Start Source

A few posts above, Will is saying that 3x3 makes a heavier garment. whistle_blower, you appear to be describing a 4x4 that is lightweight. For a 4x4 to be lightweight I would think that it would need to be something like a 170's. Is this correct?


----------



## BeyondBespoke.com (Oct 8, 2008)

HISMES PARIS said:


> Does anyone know where to buy VBC? I'm looking to have a suit made, but want to bring my own cloth to the tailor.


Hello,

Most reputable tailors carry Vitale Barberis Canonico (VBC). It is a fabric distributed by a company called Gladson, Ltd in Secaucus, NJ. They won't do business with the general public, but they may be able to refer you to your closest fabric shop or closest tailor who buys VBC fabric from them. Good luck.

Nick Torres
Beyond Bespoke


----------



## whistle_blower71 (May 26, 2006)

sartorial_1 said:


> A few posts above, Will is saying that 3x3 makes a heavier garment. whistle_blower, you appear to be describing a 4x4 that is lightweight. For a 4x4 to be lightweight I would think that it would need to be something like a 170's. Is this correct?


It is a super 130s.

*W_B*


----------



## BeyondBespoke.com (Oct 8, 2008)

David A. said:


> I was hoping that the many experts on this site could tell me a little more about this fabric. There have been several mentions of VBC fabric on this site, but no substantive discussion.
> 
> From context, those references suggested that VBC is quite a decent fabric, since it is available for bespoke suits and several high end RTW lines. At the same time, JC Penney has incorporated it into their Stafford line.
> 
> ...


Hello,

Vitale Barberis Canonico is the largest mill in Italy. When fabric mills have excess cloth in a particular pattern or weight at the end run of its season, it is standard practice by nearly all fabric mills to deeply discount fabrics at cut throat prices to third parties to make room for new goods. That is why you may see the fabric in mass produced suits sold at discount stores.

The Legacy III and Revenge III collection of VBC are the two benchmark fabrics I recommend in their collection.

Good Luck.

Nick Torres
Beyond Bespoke


----------



## whistle_blower71 (May 26, 2006)

What quality is in Legacy III?

*W_B*


----------



## sartorial_1 (Sep 21, 2008)

whistle_blower71 said:


> It is a super 130s.
> 
> *W_B*


OK - so 130's 4x4 should be very durable and not hold wrinkles too much. This material is described as lightweight - so is this 10-12 oz weight? If VBC is a very good value then this material appears to be a winner. What is your opinion?


----------



## Concordia (Sep 30, 2004)

End Source

Jobs:
A) List every user whose post is quoted under a "said:" line in the forum thread on VBC fabric.
B) Please pick up the forum thread on VBC fabric at the point where it stops and continue it.
The data that comes next is separate material, unrelated to the forum thread on VBC fabric.

Start Listed entries

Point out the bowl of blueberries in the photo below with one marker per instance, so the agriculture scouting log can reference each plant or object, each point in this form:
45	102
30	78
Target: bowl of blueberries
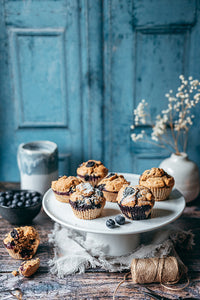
20	206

End Listed entries

Responses per task:
A) HISMES PARIS, sartorial_1, David A., whistle_blower71

B)
whistle_blower71 said:


> It is a super 130s.
> 
> *W_B*


Scabal sells a 4x4 130s ("Quattro").

One and the same? No idea. I'm intrigued by the notion, however.


----------



## sartorial_1 (Sep 21, 2008)

Concordia said:


> Scabal sells a 4x4 130s ("Quattro").
> 
> One and the same? No idea. I'm intrigued by the notion, however.


I just did a search in the online Scabal catalogue -

and I did not find any results for "Quattro" or "Quatro."


----------



## Concordia (Sep 30, 2004)

Pull down the list of "bunch" names. It's there.


----------



## sartorial_1 (Sep 21, 2008)

whistle_blower71 said:


> VBC make also make a four ply worsted suiting. It is a lightweight "travel" cloth.
> 
> *W_B*


I went to the VBC website to try to find a picture of the four ply VBC fabric that you are referring to.

I see that the VBC "Revenge III" is 130's although the website does not appear to mention if it is 4-ply.

VBC has a lot of different fabrics with different model names. Do you know the name(s) of the model(s) that are 4-ply?


----------



## whistle_blower71 (May 26, 2006)

sartorial_1 said:


> I went to the VBC website to try to find a picture of the four ply VBC fabric that you are referring to.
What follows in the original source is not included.